Entries from a set of point annotations
>> start
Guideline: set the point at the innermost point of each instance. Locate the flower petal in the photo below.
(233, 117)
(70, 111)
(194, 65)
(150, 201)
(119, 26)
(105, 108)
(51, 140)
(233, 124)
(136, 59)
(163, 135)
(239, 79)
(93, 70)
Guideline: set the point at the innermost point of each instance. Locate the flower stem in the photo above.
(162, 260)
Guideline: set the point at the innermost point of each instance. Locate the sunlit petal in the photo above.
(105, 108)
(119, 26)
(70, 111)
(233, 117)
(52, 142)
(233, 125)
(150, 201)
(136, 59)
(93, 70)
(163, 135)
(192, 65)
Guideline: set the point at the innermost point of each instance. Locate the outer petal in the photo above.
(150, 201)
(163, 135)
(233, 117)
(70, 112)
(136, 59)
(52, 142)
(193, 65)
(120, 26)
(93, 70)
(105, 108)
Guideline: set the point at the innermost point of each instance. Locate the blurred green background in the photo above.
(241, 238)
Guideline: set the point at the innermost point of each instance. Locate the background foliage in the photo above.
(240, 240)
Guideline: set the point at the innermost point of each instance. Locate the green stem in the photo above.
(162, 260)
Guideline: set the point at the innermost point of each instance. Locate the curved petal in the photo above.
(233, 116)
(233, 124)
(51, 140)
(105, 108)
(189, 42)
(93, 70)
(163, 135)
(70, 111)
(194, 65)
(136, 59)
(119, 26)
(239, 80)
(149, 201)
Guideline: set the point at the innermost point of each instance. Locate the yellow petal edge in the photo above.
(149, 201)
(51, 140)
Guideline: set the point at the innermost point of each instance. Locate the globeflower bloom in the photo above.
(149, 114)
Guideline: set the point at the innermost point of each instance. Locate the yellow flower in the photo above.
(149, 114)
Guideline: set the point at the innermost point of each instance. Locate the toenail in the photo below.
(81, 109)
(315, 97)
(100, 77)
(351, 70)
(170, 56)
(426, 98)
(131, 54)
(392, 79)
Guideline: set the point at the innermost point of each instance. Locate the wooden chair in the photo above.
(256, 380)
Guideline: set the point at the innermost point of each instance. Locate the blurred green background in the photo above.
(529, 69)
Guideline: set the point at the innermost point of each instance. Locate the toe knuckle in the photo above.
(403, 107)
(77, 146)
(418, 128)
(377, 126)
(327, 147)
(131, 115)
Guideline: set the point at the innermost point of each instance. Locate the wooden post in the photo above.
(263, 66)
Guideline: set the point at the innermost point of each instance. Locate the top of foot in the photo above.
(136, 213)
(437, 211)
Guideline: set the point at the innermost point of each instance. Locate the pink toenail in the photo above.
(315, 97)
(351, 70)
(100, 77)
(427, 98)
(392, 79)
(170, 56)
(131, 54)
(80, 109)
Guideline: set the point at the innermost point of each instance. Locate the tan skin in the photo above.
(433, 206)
>> end
>> start
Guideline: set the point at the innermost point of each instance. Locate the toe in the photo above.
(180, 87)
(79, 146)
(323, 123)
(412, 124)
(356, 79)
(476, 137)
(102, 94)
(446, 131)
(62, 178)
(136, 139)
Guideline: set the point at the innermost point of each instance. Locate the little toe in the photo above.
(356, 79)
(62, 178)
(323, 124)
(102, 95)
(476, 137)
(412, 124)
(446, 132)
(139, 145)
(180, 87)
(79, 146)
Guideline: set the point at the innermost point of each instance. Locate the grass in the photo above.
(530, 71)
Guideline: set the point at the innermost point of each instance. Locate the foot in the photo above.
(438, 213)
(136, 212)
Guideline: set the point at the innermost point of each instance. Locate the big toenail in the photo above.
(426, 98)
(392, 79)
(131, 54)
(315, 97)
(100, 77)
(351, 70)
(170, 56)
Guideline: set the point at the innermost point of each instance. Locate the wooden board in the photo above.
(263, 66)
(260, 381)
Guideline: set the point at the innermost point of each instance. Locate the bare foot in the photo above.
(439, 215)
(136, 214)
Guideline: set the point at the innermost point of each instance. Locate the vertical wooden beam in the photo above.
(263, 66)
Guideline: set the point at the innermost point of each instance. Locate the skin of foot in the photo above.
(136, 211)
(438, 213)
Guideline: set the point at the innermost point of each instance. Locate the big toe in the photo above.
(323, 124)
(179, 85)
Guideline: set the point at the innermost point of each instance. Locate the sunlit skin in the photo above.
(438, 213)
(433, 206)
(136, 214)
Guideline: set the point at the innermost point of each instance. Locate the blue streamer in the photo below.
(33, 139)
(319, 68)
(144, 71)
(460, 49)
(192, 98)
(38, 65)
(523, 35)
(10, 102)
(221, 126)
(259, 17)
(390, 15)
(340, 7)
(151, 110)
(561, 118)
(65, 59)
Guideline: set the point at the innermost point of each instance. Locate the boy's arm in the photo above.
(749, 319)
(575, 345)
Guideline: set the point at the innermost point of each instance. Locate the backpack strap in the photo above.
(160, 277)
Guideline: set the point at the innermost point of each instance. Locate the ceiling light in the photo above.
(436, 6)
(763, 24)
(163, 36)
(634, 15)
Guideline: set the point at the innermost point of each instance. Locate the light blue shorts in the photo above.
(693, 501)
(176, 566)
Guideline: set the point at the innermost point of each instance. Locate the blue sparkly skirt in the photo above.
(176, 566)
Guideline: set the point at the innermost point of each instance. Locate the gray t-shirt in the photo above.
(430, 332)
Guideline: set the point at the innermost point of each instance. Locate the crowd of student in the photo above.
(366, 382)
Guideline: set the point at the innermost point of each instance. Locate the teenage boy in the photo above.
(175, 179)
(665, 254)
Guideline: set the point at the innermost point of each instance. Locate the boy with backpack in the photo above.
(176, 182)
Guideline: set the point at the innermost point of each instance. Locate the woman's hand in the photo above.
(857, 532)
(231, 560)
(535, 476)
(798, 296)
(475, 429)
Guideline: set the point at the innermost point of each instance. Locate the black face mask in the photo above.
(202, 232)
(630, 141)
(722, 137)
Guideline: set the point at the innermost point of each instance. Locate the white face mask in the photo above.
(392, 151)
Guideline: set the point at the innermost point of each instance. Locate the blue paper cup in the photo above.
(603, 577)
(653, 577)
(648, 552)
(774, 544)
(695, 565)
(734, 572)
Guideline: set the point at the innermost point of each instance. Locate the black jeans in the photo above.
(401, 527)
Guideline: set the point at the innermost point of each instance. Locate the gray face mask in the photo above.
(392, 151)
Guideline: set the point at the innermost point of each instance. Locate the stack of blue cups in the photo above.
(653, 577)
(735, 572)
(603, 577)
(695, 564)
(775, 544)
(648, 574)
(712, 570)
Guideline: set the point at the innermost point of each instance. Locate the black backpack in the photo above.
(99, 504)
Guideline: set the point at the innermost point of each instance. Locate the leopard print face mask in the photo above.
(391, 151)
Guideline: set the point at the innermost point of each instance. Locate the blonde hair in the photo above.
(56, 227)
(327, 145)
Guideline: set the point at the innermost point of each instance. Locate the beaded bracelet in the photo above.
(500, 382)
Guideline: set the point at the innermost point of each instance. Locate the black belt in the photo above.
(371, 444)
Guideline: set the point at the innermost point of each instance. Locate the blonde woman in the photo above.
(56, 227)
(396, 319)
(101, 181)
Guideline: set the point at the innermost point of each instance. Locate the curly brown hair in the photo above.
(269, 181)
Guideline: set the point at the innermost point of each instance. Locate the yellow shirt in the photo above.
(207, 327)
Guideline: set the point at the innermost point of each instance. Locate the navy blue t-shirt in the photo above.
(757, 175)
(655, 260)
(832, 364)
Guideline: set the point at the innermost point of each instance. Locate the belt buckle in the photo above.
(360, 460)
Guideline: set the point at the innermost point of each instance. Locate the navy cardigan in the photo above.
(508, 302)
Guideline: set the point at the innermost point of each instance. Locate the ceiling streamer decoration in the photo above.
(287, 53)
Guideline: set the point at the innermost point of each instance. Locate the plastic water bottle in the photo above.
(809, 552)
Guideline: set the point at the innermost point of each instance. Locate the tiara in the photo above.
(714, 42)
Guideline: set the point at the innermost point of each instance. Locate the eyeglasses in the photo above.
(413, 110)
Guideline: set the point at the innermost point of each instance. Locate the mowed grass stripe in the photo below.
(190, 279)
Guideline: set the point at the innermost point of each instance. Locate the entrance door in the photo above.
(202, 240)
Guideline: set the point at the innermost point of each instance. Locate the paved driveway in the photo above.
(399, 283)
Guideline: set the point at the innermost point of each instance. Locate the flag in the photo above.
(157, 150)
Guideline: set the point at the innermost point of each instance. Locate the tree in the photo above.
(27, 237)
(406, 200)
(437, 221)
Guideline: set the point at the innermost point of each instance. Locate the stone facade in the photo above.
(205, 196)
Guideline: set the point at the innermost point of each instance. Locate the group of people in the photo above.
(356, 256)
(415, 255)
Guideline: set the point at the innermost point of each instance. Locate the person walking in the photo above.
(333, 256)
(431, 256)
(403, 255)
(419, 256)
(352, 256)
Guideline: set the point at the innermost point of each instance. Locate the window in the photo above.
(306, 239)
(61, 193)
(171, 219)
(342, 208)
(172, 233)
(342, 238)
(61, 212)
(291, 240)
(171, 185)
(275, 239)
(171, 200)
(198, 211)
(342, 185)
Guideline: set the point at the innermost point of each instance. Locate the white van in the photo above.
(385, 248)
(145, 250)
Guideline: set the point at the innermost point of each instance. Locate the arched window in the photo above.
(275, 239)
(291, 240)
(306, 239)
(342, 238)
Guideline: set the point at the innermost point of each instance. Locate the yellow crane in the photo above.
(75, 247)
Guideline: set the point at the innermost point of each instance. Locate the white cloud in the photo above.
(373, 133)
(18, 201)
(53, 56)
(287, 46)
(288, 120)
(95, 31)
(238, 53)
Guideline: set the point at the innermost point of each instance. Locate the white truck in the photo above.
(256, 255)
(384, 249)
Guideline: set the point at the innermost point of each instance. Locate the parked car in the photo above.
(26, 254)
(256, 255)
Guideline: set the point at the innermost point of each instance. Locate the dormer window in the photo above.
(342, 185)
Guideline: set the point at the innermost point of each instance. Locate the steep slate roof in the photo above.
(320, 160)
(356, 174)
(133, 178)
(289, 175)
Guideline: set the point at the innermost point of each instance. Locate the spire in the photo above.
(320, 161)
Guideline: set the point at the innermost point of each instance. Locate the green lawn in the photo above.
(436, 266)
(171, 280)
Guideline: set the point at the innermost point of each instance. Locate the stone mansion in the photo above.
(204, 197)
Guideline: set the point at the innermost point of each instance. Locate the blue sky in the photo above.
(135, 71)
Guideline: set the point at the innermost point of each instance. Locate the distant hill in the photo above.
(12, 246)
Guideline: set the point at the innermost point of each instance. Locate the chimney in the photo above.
>> end
>> start
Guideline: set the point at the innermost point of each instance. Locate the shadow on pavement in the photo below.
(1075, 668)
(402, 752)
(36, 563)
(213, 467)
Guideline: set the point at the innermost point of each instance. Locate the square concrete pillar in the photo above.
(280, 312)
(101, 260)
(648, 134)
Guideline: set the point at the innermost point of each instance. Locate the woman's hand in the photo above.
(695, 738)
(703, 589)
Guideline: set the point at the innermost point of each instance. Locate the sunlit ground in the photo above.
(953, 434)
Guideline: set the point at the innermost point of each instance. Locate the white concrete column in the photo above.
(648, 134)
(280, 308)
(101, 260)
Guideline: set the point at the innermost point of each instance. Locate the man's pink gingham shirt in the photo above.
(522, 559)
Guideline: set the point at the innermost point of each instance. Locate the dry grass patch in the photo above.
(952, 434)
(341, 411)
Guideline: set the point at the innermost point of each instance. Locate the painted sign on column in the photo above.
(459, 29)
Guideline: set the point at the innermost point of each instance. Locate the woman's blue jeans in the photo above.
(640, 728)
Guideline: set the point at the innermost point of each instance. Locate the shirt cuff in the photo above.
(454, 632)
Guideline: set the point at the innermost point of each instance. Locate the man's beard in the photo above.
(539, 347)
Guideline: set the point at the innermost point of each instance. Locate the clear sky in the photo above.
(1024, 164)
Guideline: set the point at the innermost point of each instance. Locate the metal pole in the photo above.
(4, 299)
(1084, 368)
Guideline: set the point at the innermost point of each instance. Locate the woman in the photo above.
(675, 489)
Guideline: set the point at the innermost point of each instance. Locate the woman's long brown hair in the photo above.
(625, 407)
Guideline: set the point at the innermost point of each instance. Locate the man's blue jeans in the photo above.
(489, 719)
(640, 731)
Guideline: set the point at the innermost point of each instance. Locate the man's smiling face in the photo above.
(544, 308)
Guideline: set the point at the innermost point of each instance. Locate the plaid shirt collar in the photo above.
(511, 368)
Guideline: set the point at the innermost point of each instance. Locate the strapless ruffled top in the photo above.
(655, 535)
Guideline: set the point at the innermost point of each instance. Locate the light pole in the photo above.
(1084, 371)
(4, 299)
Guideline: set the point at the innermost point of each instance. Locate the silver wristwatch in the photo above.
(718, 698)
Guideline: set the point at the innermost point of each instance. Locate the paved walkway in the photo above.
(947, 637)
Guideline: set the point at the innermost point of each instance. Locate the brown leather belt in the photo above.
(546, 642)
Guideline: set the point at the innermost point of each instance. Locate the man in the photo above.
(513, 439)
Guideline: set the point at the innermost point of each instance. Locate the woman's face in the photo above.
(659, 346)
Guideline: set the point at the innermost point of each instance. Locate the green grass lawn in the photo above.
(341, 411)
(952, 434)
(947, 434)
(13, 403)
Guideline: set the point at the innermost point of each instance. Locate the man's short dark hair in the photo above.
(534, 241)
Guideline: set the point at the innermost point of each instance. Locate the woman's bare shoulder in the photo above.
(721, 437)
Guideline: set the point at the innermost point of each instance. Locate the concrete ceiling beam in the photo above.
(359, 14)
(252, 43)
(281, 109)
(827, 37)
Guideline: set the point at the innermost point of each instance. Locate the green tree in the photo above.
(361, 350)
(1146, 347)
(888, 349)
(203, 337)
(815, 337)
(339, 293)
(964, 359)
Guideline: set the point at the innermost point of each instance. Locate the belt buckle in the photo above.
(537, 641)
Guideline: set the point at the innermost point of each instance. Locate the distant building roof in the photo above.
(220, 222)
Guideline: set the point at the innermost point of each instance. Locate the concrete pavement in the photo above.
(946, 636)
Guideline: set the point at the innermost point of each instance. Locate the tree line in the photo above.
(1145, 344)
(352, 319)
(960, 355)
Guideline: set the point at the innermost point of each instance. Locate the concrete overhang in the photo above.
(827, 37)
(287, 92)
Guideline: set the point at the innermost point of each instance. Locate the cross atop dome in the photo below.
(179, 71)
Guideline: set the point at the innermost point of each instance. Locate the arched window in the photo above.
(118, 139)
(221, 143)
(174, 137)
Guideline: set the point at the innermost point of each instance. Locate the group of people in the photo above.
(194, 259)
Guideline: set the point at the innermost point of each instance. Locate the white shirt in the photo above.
>> end
Please report every line in the data above that contains the word "window", copying each line in full. Case counts.

COMPLETED EXERCISE >>
Guideline: set the point at the innermost point of each instance. Locate the window in the photo above.
Guideline: set the point at the innermost point of each instance. Locate the arched window in the photo above.
Guideline: set the point at the innermost point of each instance. Locate the dormer window in the photo above.
Guideline: set the point at the innermost point of each instance. Locate the arched window in the photo above.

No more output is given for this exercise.